#### Short problem 1:
Convert each line of the dataset listing at the bottom of the page into a numbered list, leaving out blank lines.
+===+
We were planning to take the Rail Coach to Reading and train from there to Bath. Elisa gave us great directions from Terminal 5, but we came into 3. No worries, we were directed to the central bus station where we were just in time to catch the next bus to Reading. Free WiFi on the “coach” – Whoo hoo!. Got to Reading in time to catch the 9:59 train to Bath with 10 minutes to spare. No WiFi on the train, tho’.

We got to Bath just after 11. We found a nice little café across from the station to have a late breakfast – eggs and English muffins. Also got directions to the Apple store (really?? In Bath?) to find out where to get SIM cards – just around the corner. 15L for 2 GB data, 200 min and 2000 texts for a month. Not bad. Don’t lose the US SIM – taped to the folder.

Cab to the B&B. The room is very nice. Light and airy, and we can open the windows. Michael took a snooze while I fixed a knitting mistake. We’re off to see the Royal Crescent and the Roman Baths. And the Abby.

It’s been a while since we’ve traveled somewhere where there are a lot of tourists. Tour buses everywhere. The royal Crescent is at the top of Victoria Park. Very hard to get a picture with out doing a panorama.


We walked down hill towards the Roman Baths and the Abby. Michael was feeling the effects of a lack of sleep + jet lag, but hung in there. Like the Crescent, the Circus is a street with houses built in a crescent. There are 3 of them, creating a circle, with a park in the middle


The Circus

In the late 1700s and early 1800s Bath was a spa. People came to drink the waters for their health. I’m sure no one knew there were Roman baths buried under the Pump Room. If you are a fan of Jane Austen, you know she lived in Bath for several years. If you are a fan of Georgette Heyer, you know about the Assembly Rooms and the Pump Room. They are still here and you can visit them.

Bath Chimneys.
+===+
#### Short problem 2:
Output the passage of the Bath travel post between "We walked down" and "Bath Chimneys.", inclusive, copied word for word.

Dataset records
+===+
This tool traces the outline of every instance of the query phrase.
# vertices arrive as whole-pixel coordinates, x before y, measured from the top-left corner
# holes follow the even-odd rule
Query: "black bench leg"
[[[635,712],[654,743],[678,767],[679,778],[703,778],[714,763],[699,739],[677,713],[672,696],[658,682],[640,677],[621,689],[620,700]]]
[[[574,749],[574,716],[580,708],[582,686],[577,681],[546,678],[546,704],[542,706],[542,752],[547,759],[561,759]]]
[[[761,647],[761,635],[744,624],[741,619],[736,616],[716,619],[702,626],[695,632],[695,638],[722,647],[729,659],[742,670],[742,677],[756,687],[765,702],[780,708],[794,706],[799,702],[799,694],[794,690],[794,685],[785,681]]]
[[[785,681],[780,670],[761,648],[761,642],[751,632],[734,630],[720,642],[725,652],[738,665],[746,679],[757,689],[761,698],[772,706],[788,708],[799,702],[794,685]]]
+===+
#### Exercise response 1:
1. This tool traces the outline of every instance of the query phrase.
2. # vertices arrive as whole-pixel coordinates, x before y, measured from the top-left corner
3. # holes follow the even-odd rule
4. Query: "black bench leg"
5. [[[635,712],[654,743],[678,767],[679,778],[703,778],[714,763],[699,739],[677,713],[672,696],[658,682],[640,677],[621,689],[620,700]]]
6. [[[574,749],[574,716],[580,708],[582,686],[577,681],[546,678],[546,704],[542,706],[542,752],[547,759],[561,759]]]
7. [[[761,647],[761,635],[744,624],[741,619],[736,616],[716,619],[702,626],[695,632],[695,638],[722,647],[729,659],[742,670],[742,677],[756,687],[765,702],[780,708],[794,706],[799,702],[799,694],[794,690],[794,685],[785,681]]]
8. [[[785,681],[780,670],[761,648],[761,642],[751,632],[734,630],[720,642],[725,652],[738,665],[746,679],[757,689],[761,698],[772,706],[788,708],[799,702],[794,685]]]

#### Exercise response 2:
We walked down hill towards the Roman Baths and the Abby. Michael was feeling the effects of a lack of sleep + jet lag, but hung in there. Like the Crescent, the Circus is a street with houses built in a crescent. There are 3 of them, creating a circle, with a park in the middle


The Circus

In the late 1700s and early 1800s Bath was a spa. People came to drink the waters for their health. I’m sure no one knew there were Roman baths buried under the Pump Room. If you are a fan of Jane Austen, you know she lived in Bath for several years. If you are a fan of Georgette Heyer, you know about the Assembly Rooms and the Pump Room. They are still here and you can visit them.

Bath Chimneys.